PANDEMIC DIARY
COMPETITION VS. COOPERATION
December 12, 2020
In last Sunday’s NY Times (Dec. 6) Suzanne Simard has written a marvelous article on ‘The Social Life of Forests’. Let me say at the outset, I do not wish to engage in ontological discourses and debates about sentience and what consciousness is or is not. Not at this time. I do not wish this because the forests are places of wonder where the natural world appears to take on and act with awareness. What that awareness is, is anybody’s guess.
Her theories, aggressively rejected by her community of scientists who, and this will not surprise you, was made up of elderly white men or young, ambitious white men seeking to occupy the places of the aging ones. Along comes this brilliant, curious individual, raised in Canada’s “old-growth” forests whose research took her in a direction that was about a 180 degree turn from acknowledged, accepted, and bequeathed science that she was minimally scoffed at or dismissed. But, she persisted rejecting the advise of her male peers, [“Why don’t you study growth and yield?”] believing instead “the forest was more than a collection of trees”.
Simard, over the past 40 years has gone on to change our understanding of the relationships between trees, the earth around it, and the ground beneath it. She, early on, observed that where loggers clear cut sections of forest, taking with the trees upturned soil and underbrush, the newly planted saplings and trees, with no competition and contrary to the assumption that they would thrive, were found to be more vulnerable to disease and climactic stress than the crowded old-growth trees. These saplings had open space, area to grow, and plenty of sun. Why were they so frail?
Simard turned her attention to what was happening underground. What she unearthered was buried in the soil - an underground partnership between trees and fungi known as mycorrhizas - threadlike fungi that “envelop and fuse with tree roots, helping them extract water and nutrients in exchange for some of the carbon-rich sugars the trees make through photosynthesis.” She further discovered that webs of root and fungi are threaded throughout forests floors which (by tracing DNA in root tips) link every tree in a forest regardless of specie.

Requirement 1
Answer these questions using the diary entry on Suzanne Simard's forest research:
(a) In which newspaper, and on what date, did Simard's article appear?
(b) What did her male peers suggest she study instead?
(c) What does the diary entry say mycorrhizas do for tree roots?
Requirement 2
Write the next paragraph of the diary entry on Suzanne Simard's forest research, picking up after its final sentence.
The records have no connection to the diary entry.

Given information
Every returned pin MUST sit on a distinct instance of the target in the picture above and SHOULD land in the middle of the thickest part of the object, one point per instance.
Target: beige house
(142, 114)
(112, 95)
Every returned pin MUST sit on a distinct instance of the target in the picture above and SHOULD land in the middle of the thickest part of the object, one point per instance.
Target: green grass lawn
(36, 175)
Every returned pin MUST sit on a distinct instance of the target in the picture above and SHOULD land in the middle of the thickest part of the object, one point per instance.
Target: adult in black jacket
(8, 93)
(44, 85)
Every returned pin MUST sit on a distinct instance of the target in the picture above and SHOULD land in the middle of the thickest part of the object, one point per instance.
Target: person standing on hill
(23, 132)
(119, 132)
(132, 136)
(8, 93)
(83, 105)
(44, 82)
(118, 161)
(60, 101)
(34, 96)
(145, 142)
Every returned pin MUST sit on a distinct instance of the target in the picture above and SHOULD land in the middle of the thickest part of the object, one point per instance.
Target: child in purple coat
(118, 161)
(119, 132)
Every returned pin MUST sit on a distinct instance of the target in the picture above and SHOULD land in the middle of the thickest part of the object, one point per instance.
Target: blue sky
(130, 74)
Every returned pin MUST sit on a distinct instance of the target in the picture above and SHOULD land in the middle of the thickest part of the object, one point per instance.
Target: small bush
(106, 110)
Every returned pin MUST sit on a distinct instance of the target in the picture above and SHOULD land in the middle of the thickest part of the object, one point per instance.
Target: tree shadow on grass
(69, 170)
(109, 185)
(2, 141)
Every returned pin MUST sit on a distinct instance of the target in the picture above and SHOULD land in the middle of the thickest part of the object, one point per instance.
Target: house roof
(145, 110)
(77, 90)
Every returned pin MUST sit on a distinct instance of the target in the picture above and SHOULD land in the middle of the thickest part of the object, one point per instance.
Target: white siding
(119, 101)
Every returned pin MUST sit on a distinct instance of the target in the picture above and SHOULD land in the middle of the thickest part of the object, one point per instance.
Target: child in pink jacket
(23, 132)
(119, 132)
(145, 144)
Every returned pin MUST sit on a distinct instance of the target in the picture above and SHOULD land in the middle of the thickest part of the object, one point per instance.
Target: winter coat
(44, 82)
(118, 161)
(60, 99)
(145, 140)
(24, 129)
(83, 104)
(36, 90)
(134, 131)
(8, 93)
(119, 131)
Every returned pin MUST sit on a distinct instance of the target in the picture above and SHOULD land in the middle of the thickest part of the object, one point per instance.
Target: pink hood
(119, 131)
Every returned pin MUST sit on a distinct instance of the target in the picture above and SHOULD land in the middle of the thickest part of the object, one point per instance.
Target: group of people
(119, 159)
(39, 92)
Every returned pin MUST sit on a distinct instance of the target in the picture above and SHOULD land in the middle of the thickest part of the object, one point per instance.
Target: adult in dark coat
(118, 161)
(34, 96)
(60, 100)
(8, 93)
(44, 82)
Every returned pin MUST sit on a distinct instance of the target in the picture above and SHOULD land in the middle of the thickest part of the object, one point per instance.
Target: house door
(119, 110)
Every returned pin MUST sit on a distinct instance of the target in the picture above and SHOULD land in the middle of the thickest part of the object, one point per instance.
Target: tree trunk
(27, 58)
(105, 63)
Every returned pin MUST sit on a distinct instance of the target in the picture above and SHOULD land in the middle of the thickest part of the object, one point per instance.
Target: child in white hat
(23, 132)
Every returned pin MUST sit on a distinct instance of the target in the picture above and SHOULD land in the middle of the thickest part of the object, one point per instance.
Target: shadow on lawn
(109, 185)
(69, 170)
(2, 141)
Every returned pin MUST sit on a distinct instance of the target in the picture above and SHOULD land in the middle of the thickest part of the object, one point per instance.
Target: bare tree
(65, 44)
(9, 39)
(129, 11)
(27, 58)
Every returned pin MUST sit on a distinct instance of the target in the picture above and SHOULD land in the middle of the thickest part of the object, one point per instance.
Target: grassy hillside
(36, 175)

Exercise result 1
(a) The NY Times, on Sunday, December 6.
(b) Growth and yield.
(c) They envelop and fuse with tree roots, helping them extract water and nutrients in exchange for some of the carbon-rich sugars the trees make through photosynthesis.

Exercise result 2
“Carbon, water, nutrients, alarm signals, hormones can pass from tree to tree through these subterranean circuits.” Resources are observed to flow from the oldest [senior?] and largest trees to the youngest and smallest. A network of signals generated by one tree can notify other trees nearby of danger. Trees in their final stage of life bestow a substantial share of its nutrients to its healthy neighboring trees. Simard attributes these ‘behaviors’ to “perception” explaining that “trees sense nearby animals and plants and alter their behavior accordingly.” Many in the scientific community disputed her conclusions wondering why trees of different species would assist other species at their own expense - a benevolence that seemed contradictory to Darwinian evolution. This suggestion by Simard of ‘inter-specie-dependence’ stoked intense debate of old: “Is cooperation as central to evolution as competition?”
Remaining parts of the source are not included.